Objective:
Turn the part of the items below that opens with the line containing "like x=433 y=238." and closes at the end of the items into a Markdown table with the columns Row and Line. Give each line its own numbered row, and leave out any blank lines.

━━━ Listed entries

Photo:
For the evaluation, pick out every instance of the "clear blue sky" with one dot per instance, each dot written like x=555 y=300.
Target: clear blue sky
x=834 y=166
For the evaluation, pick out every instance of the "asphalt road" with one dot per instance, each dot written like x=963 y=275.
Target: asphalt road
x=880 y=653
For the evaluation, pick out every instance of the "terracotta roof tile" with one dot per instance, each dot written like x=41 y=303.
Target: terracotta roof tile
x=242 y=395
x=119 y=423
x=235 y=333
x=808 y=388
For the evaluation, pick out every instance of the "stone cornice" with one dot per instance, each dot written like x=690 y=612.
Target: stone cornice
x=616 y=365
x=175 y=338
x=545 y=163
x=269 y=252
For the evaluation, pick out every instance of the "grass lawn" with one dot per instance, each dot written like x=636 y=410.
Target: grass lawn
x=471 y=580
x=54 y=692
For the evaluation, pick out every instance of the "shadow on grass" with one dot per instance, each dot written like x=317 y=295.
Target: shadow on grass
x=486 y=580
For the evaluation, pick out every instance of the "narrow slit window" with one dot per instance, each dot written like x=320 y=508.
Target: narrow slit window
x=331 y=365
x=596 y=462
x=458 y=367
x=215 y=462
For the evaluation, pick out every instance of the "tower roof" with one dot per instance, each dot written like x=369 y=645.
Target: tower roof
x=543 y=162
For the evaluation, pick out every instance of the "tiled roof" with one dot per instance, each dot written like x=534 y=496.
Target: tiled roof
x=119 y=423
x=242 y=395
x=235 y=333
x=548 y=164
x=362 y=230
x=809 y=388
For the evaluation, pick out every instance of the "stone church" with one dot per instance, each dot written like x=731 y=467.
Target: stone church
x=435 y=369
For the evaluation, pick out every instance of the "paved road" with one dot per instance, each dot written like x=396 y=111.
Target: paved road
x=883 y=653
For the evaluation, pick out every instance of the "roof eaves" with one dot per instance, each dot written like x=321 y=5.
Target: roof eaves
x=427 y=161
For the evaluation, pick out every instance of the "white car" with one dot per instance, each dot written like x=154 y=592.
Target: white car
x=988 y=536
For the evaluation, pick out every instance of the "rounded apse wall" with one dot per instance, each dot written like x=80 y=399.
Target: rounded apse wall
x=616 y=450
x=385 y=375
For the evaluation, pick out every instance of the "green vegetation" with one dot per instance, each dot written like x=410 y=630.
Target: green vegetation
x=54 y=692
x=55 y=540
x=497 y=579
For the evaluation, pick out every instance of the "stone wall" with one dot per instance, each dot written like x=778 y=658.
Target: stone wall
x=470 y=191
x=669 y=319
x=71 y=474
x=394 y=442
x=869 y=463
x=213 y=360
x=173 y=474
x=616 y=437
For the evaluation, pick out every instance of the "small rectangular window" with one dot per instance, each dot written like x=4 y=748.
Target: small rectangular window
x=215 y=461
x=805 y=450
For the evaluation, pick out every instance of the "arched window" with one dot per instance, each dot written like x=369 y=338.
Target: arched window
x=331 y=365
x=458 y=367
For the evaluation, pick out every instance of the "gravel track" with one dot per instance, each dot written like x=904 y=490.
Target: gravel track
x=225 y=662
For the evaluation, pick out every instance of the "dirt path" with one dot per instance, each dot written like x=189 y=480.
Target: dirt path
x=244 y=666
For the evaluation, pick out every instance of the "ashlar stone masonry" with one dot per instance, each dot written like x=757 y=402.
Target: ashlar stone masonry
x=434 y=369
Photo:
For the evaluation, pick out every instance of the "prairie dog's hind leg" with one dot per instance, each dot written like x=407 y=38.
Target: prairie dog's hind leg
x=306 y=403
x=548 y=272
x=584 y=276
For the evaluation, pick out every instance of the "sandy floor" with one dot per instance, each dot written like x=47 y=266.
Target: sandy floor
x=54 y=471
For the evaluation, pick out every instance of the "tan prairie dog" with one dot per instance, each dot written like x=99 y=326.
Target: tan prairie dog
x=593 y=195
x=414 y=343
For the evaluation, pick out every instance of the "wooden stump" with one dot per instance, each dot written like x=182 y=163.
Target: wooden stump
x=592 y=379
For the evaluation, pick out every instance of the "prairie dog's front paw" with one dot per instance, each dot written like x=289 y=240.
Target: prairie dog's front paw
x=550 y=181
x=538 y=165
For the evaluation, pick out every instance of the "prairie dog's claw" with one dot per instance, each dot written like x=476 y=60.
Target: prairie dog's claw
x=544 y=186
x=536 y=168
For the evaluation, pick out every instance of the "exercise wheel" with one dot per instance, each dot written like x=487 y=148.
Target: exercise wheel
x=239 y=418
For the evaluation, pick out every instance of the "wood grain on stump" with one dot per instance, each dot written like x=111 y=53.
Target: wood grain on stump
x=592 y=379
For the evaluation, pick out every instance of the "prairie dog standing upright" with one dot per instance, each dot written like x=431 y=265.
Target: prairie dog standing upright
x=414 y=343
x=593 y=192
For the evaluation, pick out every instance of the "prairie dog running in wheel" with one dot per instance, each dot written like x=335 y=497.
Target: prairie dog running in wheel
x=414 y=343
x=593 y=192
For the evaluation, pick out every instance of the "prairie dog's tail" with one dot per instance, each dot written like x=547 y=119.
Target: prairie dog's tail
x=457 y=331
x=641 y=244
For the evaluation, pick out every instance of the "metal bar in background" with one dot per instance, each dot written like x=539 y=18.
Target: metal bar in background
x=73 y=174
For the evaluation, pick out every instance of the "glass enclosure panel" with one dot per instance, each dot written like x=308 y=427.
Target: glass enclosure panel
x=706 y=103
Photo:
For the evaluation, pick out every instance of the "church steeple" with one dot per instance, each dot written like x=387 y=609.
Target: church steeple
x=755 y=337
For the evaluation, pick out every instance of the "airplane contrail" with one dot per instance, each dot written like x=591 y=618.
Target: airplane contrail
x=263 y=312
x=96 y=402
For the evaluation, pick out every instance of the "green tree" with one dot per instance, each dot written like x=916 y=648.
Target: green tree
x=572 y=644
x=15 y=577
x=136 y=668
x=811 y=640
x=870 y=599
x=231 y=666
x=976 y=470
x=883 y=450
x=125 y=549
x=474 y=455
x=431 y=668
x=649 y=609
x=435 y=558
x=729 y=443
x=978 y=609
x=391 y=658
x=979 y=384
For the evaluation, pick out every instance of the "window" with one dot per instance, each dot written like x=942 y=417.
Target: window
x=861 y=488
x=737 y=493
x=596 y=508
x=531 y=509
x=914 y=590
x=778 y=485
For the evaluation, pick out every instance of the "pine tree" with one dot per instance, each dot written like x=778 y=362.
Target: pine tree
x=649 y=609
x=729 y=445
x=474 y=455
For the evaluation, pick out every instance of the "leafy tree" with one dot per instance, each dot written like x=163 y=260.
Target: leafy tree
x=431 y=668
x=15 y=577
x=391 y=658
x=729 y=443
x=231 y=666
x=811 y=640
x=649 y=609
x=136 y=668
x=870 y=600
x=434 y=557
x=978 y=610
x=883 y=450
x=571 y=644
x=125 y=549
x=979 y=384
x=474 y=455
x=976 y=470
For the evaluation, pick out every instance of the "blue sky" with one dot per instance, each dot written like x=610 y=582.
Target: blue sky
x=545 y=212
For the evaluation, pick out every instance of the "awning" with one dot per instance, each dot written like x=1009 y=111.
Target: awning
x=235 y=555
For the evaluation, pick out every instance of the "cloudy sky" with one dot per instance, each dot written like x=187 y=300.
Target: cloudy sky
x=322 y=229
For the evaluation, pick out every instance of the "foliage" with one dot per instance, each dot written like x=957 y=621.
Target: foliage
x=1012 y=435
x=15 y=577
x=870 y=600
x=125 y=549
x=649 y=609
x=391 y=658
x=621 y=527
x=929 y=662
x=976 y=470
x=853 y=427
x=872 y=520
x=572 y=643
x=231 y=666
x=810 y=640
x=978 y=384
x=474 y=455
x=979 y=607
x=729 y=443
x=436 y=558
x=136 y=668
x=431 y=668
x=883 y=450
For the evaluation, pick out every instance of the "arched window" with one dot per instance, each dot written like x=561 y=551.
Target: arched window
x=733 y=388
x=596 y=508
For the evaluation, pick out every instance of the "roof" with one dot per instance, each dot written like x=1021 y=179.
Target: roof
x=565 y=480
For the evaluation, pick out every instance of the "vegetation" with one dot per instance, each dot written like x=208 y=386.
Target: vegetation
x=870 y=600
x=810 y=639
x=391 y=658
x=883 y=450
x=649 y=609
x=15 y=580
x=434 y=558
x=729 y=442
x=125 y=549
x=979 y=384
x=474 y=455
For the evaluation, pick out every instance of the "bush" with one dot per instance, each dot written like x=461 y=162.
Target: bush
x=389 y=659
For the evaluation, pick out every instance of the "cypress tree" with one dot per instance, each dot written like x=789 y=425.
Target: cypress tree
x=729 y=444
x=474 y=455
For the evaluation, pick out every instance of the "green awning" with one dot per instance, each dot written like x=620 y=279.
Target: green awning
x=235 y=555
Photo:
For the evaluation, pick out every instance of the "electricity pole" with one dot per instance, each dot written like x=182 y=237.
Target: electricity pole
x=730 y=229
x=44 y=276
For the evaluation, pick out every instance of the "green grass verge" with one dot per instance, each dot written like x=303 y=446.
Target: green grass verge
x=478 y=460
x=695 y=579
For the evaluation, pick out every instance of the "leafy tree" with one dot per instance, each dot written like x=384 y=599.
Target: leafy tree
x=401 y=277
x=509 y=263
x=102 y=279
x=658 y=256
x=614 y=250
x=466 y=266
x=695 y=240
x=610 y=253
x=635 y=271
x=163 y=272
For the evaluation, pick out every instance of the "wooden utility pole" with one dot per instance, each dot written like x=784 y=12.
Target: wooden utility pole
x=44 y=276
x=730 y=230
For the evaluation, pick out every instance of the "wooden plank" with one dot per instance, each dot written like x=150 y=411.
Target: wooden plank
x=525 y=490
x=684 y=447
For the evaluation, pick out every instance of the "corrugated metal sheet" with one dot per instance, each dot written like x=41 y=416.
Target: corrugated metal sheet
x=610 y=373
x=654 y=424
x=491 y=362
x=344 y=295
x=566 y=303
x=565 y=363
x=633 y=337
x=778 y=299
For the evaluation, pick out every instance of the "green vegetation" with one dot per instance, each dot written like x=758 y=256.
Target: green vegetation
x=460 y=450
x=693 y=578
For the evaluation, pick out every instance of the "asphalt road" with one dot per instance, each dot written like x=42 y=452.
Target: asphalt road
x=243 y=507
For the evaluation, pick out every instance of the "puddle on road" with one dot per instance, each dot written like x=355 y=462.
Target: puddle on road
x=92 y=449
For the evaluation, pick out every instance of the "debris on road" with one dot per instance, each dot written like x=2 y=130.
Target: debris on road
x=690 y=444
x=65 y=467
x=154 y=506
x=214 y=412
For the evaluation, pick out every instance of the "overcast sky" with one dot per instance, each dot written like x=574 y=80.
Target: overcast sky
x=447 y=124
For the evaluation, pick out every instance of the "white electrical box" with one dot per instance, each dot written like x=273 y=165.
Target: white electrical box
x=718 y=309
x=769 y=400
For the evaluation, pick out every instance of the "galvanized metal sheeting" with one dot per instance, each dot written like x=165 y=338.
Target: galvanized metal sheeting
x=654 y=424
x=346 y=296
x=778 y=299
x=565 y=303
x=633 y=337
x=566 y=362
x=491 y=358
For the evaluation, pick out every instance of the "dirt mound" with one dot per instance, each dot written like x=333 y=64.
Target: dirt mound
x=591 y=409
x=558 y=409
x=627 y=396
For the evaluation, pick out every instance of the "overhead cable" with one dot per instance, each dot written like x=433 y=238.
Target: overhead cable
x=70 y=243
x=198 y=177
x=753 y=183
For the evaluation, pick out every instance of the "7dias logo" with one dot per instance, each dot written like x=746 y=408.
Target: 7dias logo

━━━━━━

Result of the exercise:
| Row | Line |
|---|---|
| 1 | For the evaluation, pick out every instance of the "overhead cable" with one dot per instance, each dot written like x=433 y=238. |
| 2 | Target: overhead cable |
| 3 | x=70 y=243 |
| 4 | x=198 y=177 |
| 5 | x=753 y=183 |
| 6 | For the evaluation, pick out every instance of the "7dias logo" with one dot per instance, each dot written like x=746 y=408. |
| 7 | Target: 7dias logo |